Hi there,
I’m experiencing performance problem with using TONUMBER()
type-conversion function. It might be that I’m doing something wrong and maybe someone can point me to the right direction.
Here is a very typical task, I store user sessions and each session document has userid
attribute in it, an example would be:
{
"session": "jk34h51jk3h4r5kj1hrkjqwhefkjqwhefkljqh34jrh134kljhrkj3",
"userid": "123456789",
"ip": "127.0.0.1",
"created": "2016-05-07 20:26:12",
"last_updated": "2016-05-14 20:54:02",
"expires": "2016-05-14 20:26:12"
}
To be able to query user sessions I created the only index in the default
bucket:
CREATE INDEX `user-session-idx` ON `default`(userid, meta().id) USING GSI;
Now I’m able to run such queries:
select meta().id from default where userid="123456789";
With 50k documents in the database these queries run in about 6ms, all cool.
But then I noticed that if there are session documents in the database where userid
attribute is a JSON number, not string, then the query would not return those documents. This was quite a catch for me, coming from MySQL, where it doesn’t matter if you query as:
select * from sessions where userid=123456789;
OR
select * from sessions where userid="123456789";
Anyway, to be on the safe side I decided to use TONUMBER()
function. And the immediate problem I got was “No primary index on keyspace default” error:
cbq> select meta().id from default where TONUMBER(`userid`)=123456789;
{
"requestID": "ea0393c6-603c-409b-9343-85518f1e0797",
"errors": [
{
"code": 4000,
"msg": "No primary index on keyspace default. Use CREATE PRIMARY INDEX to create one."

- **PROVIDED INFORMATION**
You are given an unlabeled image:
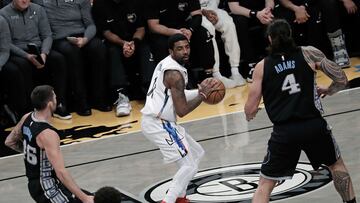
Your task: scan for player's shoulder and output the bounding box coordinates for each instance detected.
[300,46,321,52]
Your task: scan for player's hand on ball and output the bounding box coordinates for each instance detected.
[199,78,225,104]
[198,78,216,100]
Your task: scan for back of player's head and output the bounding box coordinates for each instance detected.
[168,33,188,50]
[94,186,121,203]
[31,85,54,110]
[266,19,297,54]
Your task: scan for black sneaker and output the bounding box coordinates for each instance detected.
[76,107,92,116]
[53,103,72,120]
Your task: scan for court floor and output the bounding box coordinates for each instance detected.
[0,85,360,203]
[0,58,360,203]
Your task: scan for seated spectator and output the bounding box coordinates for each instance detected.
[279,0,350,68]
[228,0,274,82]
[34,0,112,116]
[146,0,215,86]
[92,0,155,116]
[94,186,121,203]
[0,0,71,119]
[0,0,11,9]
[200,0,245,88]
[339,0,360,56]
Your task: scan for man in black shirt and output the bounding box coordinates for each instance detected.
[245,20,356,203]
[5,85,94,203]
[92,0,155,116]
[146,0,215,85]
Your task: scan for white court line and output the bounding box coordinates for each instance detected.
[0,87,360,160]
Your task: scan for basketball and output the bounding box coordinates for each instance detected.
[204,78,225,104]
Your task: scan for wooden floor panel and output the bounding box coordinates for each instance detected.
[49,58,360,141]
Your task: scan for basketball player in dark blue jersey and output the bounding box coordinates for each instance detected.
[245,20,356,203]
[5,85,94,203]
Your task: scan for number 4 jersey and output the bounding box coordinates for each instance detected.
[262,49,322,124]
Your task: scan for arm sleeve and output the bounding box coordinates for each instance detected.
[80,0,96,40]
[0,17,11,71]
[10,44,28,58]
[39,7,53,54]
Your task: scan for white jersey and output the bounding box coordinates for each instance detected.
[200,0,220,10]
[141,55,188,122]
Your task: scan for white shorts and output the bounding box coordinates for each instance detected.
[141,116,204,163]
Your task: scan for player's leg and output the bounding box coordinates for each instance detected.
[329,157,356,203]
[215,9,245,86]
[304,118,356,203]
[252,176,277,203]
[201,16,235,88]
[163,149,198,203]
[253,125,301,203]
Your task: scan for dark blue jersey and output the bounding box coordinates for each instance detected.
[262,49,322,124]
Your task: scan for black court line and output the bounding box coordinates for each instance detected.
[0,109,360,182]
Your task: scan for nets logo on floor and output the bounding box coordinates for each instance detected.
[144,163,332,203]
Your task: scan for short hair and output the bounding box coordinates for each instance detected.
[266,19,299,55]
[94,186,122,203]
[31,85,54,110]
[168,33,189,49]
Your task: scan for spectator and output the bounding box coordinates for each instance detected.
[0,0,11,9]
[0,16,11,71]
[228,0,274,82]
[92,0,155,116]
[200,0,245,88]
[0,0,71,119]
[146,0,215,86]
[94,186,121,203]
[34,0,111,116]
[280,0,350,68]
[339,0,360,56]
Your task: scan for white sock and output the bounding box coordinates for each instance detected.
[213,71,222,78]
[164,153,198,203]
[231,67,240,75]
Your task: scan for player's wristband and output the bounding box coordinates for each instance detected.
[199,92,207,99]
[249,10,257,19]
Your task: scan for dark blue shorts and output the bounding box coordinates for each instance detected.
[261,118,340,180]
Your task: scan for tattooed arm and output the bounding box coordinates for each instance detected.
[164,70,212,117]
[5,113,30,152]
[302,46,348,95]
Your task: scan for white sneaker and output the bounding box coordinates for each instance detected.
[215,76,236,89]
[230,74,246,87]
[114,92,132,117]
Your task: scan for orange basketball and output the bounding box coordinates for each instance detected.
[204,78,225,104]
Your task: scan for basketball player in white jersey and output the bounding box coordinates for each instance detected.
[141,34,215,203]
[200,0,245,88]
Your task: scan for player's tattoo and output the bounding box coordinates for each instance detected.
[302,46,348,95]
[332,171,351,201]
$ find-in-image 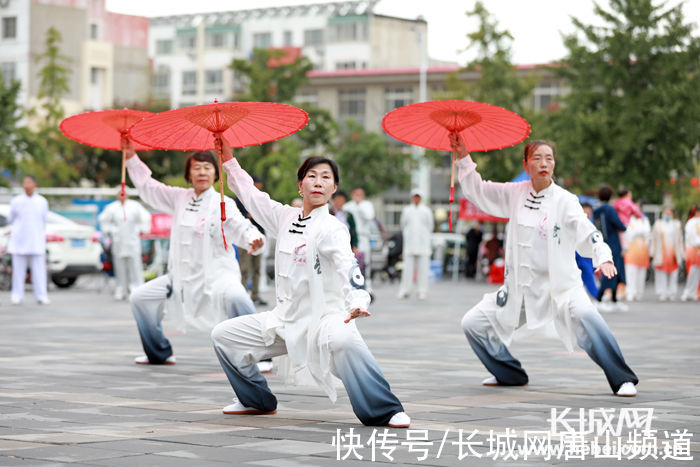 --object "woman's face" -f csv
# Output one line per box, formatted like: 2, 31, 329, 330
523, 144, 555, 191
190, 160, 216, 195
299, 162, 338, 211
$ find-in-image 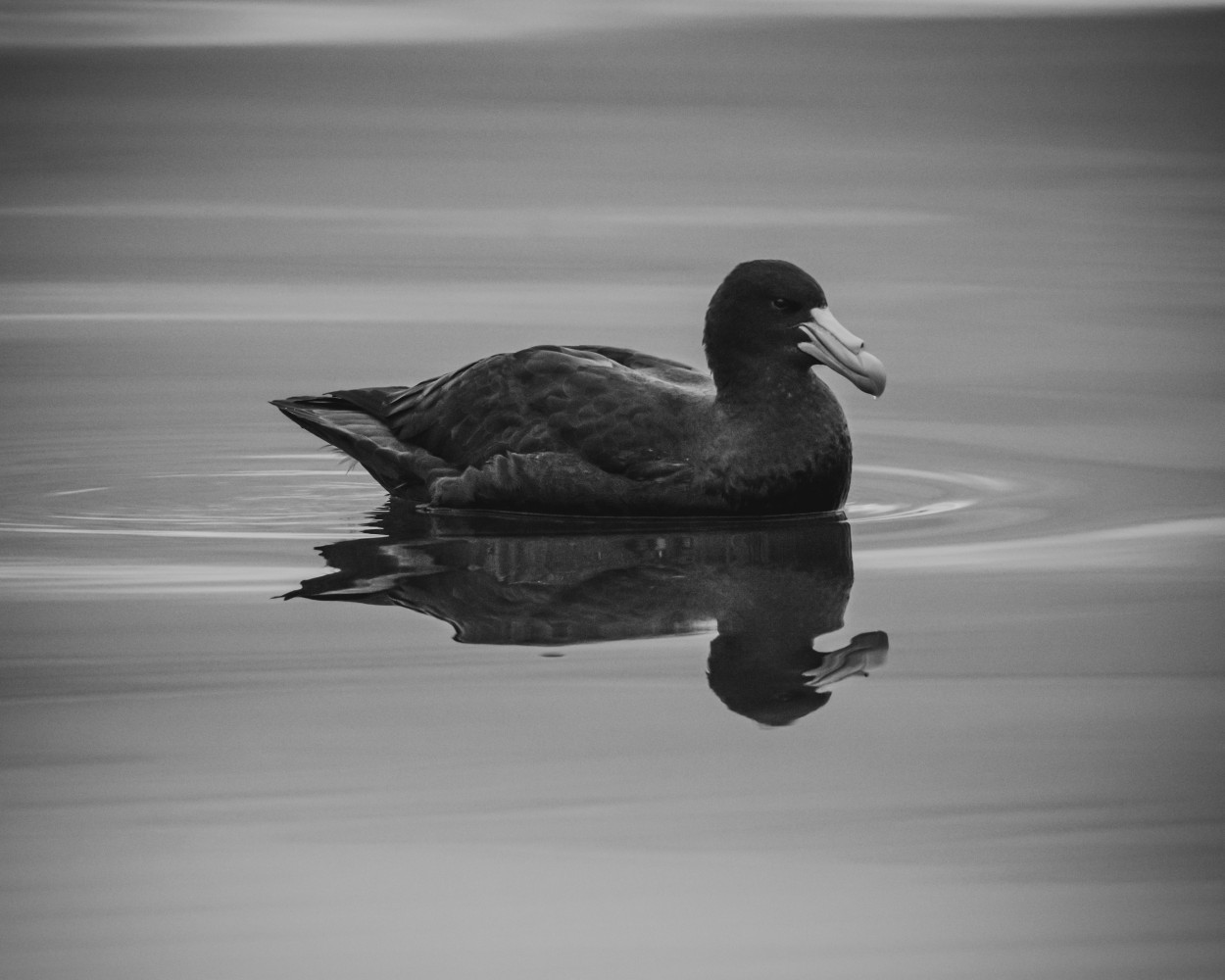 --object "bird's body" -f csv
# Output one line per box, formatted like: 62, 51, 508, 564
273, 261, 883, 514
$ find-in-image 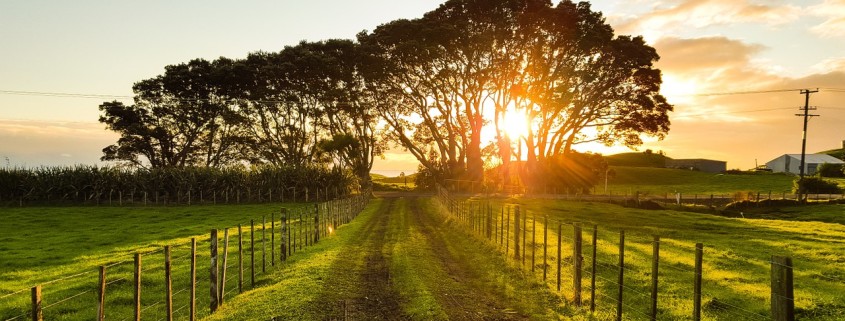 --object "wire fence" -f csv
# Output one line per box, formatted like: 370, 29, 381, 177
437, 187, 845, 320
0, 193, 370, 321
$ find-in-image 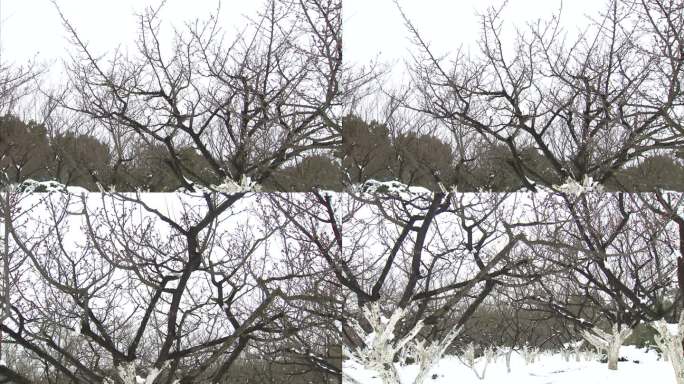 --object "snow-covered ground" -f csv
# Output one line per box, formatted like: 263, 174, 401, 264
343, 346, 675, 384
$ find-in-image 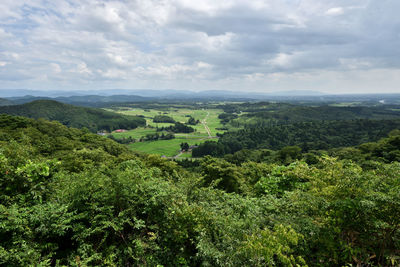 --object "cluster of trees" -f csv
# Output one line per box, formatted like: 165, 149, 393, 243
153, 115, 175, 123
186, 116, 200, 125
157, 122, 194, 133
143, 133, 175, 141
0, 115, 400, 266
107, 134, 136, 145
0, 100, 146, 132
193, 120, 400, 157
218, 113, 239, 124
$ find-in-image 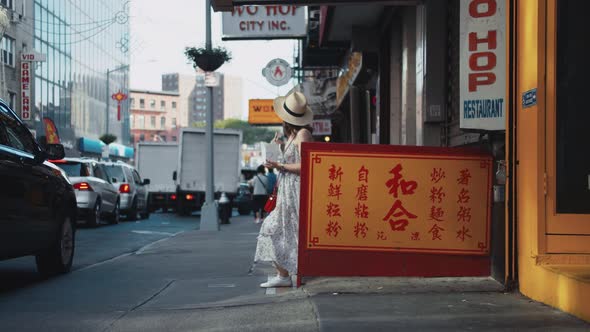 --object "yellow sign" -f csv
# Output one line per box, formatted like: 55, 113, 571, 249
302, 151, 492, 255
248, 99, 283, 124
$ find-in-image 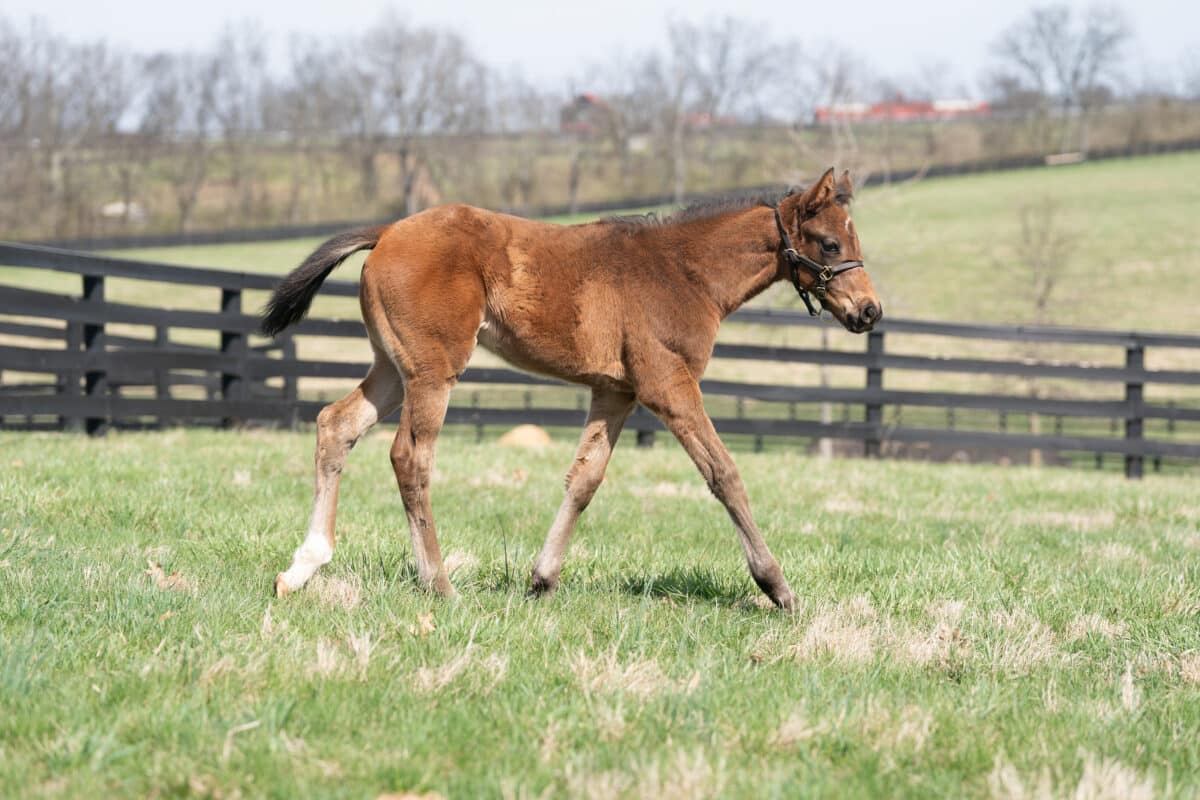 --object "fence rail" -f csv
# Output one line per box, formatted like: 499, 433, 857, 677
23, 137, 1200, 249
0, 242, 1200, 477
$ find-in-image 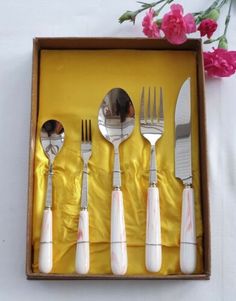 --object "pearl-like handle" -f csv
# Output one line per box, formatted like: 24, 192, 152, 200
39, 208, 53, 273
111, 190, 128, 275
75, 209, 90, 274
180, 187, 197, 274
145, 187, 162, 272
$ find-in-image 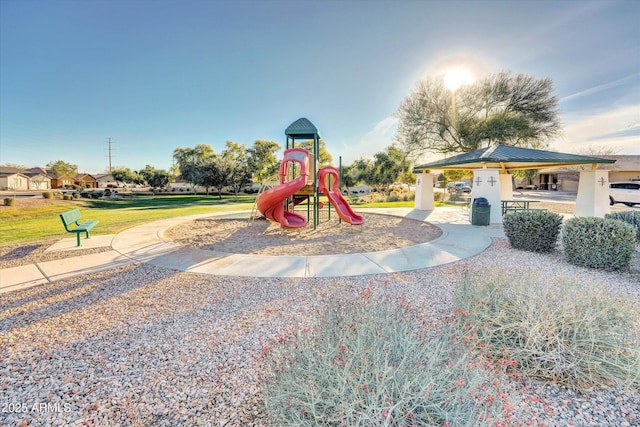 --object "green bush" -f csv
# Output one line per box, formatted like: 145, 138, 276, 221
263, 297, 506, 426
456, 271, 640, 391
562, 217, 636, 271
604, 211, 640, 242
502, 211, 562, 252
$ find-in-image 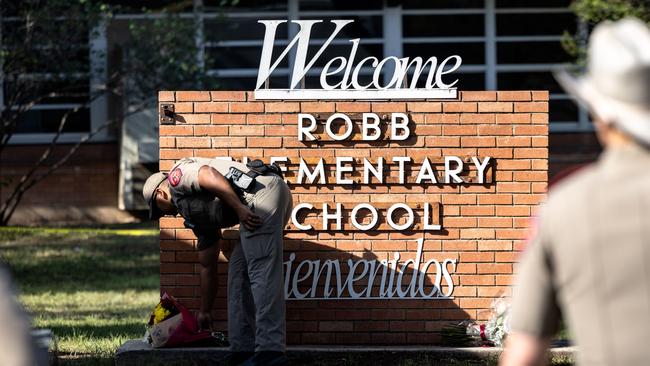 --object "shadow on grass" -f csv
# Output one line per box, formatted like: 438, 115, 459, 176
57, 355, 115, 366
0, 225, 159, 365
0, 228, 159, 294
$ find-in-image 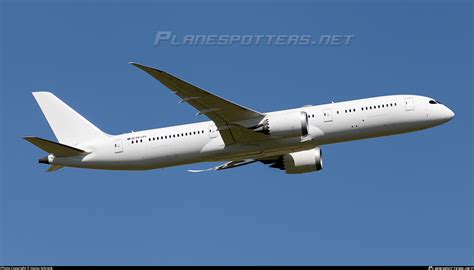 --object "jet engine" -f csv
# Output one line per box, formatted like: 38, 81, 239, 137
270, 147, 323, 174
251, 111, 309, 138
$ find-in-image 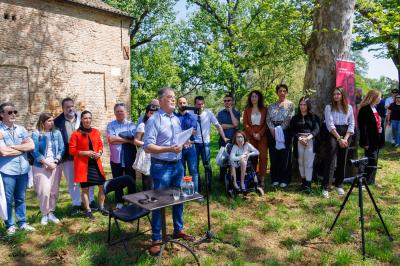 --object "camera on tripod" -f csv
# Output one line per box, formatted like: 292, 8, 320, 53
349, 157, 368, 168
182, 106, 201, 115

- **COMPLETE THE FOLLOWING**
1 - List every attribute name in the example session document in the forum post about the TONUMBER() function.
2 - Write the next part of the forum post about the TONUMBER() function, starting right after its last line.

- **THE REPLIES**
1 - session, userid, ip, created, last_updated, expires

2 -
}
],
"status": "fatal",
"metrics": {
"elapsedTime": "5.015269ms",
"executionTime": "4.907528ms",
"resultCount": 0,
"resultSize": 0,
"errorCount": 1
}
}
And this is my first question:
- Why do I have to create primary index to be able to call
TONUMBER()
function?
After creating primary index I tried to run the same query again.
select meta().id from default where TONUMBER(`userid`)=123456789;
The query found all documents but took over 4 sec comparing to 6-7 ms when searching without type conversion. The difference is really huge!
Clearly, something is not right here.
Why am I experiencing this problem and how would you recommend me to filter by attributes which could be JSON strings and numbers at the same time?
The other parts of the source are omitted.